▶ **Extract to read**
++++++++++

It’s not that I find grammar useful, although I do, but that I actually love the subject itself. When someone calls my department and asks a grammar question, I’m happy to answer it; it’s not a chore as some questions are.

Grammar is rather like etiquette. It has a definite purpose which it fulfills beautifully, that of letting people know what to do next.

Think of the comma, lowly and despised. Now think of the comma lonely and despised. In the first sentence of this paragraph you knew where to breathe. Such are the rules of etiquette: when you are standing at a door, exiting or entering, and a disabled person/parent with a stroller/elderly person approaches, you hold the door.

And like etiquette, some of the rules are arcane and silly. Take contractions of words. “Haven’t” is the contraction for “Have not.” Shouldn’t it be “have n’t?” Take the question mark just used. In England it would be properly outside the inverted commas. In the United States it is properly inside the quotation marks.

Take the teaspoon. That which we usually refer to as a “teaspoon” in the U.S. is not a teaspoon at all, but a dessert spoon. A teaspoon is smaller and the handle is shorter. I just came from having tea at a coffee shop, where they actually do use teaspoons. Is this useful? No. But it’s rather charming.

Looking at the grammar of a written piece is like looking at a ballet. The grammar is the choreographer, mapping the rhythm of the words. The pauses, the full stops, the rise and fall, all are controlled by the grammar. Just as etiquette controls the rhythm of our daily lives and prevents misunderstandings.

I guess what I’m saying is that we can live without grammar, just as we can live without etiquette. It just makes life harder when we try to.

++++++++++

▶ **Stated exercise A**
From the rows below, extract every line that contains the string "number", treating uppercase and lowercase letters as distinct.

++++++++++

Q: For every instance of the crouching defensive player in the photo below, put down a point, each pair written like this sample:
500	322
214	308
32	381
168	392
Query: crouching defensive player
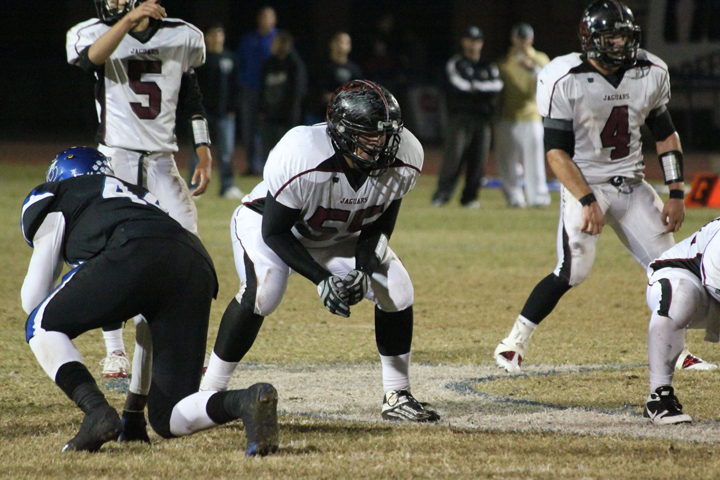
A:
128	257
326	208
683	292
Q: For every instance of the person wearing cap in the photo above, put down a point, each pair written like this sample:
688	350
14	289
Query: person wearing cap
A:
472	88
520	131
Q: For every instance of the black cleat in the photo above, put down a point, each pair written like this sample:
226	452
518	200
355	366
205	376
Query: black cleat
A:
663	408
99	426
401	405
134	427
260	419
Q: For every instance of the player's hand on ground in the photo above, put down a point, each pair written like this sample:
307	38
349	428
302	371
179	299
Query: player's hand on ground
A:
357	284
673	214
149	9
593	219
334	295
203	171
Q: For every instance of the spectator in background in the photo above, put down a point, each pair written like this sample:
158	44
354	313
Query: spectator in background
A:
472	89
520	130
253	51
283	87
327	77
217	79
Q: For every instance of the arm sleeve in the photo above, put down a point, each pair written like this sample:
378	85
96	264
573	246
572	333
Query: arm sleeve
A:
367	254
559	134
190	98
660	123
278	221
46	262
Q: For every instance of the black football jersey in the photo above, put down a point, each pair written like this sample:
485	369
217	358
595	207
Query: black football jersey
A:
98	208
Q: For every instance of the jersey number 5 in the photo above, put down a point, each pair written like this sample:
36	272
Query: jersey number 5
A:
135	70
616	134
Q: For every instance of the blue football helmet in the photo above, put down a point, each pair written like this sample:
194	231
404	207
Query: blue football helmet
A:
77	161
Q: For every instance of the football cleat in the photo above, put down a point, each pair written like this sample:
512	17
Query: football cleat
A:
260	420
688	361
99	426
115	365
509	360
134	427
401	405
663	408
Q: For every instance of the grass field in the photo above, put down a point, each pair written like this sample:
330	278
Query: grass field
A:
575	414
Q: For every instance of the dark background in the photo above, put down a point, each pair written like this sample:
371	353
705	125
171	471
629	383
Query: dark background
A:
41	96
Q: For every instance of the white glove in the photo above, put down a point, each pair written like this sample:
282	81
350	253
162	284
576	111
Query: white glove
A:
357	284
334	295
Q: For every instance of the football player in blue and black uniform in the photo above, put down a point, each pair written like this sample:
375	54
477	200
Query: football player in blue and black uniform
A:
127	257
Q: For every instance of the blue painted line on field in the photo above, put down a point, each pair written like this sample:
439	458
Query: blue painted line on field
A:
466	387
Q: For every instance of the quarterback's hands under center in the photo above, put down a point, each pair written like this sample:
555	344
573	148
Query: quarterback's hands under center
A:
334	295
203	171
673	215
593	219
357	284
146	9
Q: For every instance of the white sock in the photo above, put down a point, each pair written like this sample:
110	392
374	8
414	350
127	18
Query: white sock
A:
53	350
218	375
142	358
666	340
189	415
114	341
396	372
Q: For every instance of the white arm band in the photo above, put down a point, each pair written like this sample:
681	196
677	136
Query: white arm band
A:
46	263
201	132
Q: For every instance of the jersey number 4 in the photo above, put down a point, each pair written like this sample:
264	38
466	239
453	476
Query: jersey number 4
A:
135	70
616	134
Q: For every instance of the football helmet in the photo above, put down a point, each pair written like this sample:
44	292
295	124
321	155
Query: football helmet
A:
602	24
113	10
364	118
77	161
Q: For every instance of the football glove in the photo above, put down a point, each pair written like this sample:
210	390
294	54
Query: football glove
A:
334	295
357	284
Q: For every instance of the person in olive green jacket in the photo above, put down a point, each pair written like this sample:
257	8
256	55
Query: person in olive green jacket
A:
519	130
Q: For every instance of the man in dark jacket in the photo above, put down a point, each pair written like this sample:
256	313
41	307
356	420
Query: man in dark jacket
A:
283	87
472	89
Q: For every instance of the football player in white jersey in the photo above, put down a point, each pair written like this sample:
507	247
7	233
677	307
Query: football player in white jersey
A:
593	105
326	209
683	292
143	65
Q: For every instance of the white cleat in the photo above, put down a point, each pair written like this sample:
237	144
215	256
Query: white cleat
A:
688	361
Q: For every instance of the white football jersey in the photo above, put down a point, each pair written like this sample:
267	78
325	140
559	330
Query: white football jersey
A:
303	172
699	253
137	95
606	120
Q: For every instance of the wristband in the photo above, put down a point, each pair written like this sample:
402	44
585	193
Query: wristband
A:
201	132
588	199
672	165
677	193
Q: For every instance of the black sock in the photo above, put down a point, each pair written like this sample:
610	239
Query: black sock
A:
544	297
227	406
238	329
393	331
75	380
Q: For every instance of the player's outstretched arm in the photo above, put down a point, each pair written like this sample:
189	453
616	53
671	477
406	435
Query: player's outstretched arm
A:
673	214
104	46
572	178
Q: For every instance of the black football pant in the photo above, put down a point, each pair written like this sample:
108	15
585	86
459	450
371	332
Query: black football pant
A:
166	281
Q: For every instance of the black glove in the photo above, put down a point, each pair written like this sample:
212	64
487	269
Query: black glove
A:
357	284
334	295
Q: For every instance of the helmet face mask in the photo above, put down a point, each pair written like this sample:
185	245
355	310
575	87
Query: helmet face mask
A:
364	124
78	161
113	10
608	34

++++++++++

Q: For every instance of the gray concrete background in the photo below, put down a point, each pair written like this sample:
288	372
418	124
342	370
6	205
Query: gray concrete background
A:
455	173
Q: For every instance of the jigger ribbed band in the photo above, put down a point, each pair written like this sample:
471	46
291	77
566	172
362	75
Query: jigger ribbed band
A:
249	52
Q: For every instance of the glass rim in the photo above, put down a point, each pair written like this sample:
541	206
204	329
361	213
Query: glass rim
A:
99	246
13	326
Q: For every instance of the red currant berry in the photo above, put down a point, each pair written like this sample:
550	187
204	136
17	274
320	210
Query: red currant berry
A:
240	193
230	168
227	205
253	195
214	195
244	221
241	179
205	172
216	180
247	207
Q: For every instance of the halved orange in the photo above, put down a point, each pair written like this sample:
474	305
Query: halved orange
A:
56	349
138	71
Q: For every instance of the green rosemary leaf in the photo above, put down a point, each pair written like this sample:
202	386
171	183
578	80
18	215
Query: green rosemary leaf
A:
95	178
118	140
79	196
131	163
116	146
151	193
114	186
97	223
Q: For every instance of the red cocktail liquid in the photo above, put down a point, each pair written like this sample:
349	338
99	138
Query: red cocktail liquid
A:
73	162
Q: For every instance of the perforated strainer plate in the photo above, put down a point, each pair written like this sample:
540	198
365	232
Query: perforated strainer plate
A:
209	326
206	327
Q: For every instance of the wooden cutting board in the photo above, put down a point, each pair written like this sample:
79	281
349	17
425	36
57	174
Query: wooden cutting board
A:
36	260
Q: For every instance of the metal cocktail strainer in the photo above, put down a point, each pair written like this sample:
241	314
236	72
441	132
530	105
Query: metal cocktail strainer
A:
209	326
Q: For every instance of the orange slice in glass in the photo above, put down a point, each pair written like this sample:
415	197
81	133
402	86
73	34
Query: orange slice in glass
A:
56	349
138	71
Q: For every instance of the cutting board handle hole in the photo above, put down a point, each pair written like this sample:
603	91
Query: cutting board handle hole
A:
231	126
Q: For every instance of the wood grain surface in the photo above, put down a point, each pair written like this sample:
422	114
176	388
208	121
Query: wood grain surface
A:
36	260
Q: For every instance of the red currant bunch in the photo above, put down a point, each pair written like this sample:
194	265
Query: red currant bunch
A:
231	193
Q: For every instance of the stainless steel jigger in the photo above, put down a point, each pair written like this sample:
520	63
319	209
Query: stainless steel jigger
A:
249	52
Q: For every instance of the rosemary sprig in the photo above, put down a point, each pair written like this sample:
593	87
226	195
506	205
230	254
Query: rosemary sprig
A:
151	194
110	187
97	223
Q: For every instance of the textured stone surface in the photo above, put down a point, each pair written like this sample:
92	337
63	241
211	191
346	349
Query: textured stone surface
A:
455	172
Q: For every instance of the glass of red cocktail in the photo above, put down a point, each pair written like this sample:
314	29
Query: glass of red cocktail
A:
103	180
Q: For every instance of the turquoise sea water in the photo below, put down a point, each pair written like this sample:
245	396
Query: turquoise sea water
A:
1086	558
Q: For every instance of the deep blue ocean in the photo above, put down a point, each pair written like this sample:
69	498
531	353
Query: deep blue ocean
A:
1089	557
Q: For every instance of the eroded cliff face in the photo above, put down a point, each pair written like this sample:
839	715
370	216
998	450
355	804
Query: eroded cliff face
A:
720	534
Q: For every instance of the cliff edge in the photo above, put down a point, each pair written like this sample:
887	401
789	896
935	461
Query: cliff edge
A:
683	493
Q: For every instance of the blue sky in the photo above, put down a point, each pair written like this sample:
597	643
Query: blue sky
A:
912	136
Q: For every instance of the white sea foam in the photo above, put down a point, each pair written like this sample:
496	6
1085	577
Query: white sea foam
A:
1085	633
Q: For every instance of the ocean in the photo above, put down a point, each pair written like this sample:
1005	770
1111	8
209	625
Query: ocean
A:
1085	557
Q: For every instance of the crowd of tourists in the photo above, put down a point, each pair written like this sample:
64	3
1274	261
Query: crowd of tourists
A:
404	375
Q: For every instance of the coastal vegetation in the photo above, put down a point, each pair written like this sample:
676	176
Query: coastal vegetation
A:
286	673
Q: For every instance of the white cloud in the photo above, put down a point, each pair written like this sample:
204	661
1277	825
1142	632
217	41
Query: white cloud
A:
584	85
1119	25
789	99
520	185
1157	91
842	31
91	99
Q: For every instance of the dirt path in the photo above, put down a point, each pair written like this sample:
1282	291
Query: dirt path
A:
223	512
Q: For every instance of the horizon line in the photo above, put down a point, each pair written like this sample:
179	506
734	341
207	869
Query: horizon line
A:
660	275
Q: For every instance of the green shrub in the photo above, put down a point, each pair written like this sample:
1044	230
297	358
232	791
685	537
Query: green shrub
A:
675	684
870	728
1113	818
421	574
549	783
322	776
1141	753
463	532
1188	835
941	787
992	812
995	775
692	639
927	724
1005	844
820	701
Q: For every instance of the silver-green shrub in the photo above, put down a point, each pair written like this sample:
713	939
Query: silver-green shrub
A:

++++++++++

▶ **Stated exercise B**
Write out the passage on grammar and etiquette above verbatim, from "It’s not that" to "hold the door.".

▶ **Correct response A**
Q: For every instance of the jersey number 5 in the photo above, put down a point, each pair written like this sample:
Query: jersey number 5
Q: For every instance of the jersey number 4 in the photo above, put down a point, each pair written like this sample:
Query: jersey number 4

▶ **Correct response B**
It’s not that I find grammar useful, although I do, but that I actually love the subject itself. When someone calls my department and asks a grammar question, I’m happy to answer it; it’s not a chore as some questions are.

Grammar is rather like etiquette. It has a definite purpose which it fulfills beautifully, that of letting people know what to do next.

Think of the comma, lowly and despised. Now think of the comma lonely and despised. In the first sentence of this paragraph you knew where to breathe. Such are the rules of etiquette: when you are standing at a door, exiting or entering, and a disabled person/parent with a stroller/elderly person approaches, you hold the door.